▽

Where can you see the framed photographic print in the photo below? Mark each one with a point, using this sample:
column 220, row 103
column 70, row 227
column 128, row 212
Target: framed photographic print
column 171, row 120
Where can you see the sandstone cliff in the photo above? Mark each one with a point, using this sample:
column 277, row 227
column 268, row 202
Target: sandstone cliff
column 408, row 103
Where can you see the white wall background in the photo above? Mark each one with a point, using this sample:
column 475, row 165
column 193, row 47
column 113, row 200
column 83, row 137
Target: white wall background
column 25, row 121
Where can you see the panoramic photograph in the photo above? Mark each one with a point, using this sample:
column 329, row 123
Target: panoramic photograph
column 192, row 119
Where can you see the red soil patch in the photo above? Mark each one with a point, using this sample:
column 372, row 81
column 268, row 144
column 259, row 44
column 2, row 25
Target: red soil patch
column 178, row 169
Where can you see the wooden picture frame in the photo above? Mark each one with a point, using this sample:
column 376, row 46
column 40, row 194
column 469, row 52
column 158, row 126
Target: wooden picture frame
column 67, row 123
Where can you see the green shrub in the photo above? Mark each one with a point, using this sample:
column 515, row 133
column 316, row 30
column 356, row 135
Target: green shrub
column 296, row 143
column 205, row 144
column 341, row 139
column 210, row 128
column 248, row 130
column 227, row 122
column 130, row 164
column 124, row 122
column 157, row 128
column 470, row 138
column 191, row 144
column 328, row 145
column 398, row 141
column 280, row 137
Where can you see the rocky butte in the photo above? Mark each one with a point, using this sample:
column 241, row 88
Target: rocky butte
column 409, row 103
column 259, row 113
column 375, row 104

△

* Task description *
Begin with the first line of the listing above and write out each line exactly, ending with the line that contains "column 2, row 25".

* Answer area *
Where can you see the framed photographic print in the photo below? Mark each one with a point, using this sample:
column 220, row 103
column 70, row 227
column 128, row 212
Target: framed photographic print
column 171, row 120
Where can you see the sandstone cliff in the photo above? Mark each one with a point, using this sample:
column 277, row 227
column 268, row 202
Target: sandstone cliff
column 408, row 103
Where can you see the white wall background in the photo above? Mark each one with a point, using this sample:
column 475, row 165
column 193, row 47
column 113, row 200
column 83, row 137
Target: white wall background
column 25, row 121
Where can you see the panoramic photograph in the photo above? Mark each one with a point, using this sample:
column 329, row 123
Target: panoramic photograph
column 192, row 119
Where can you see the red soil patch in the photo above? Mark each one with a point, using this sample:
column 372, row 81
column 268, row 144
column 259, row 44
column 2, row 25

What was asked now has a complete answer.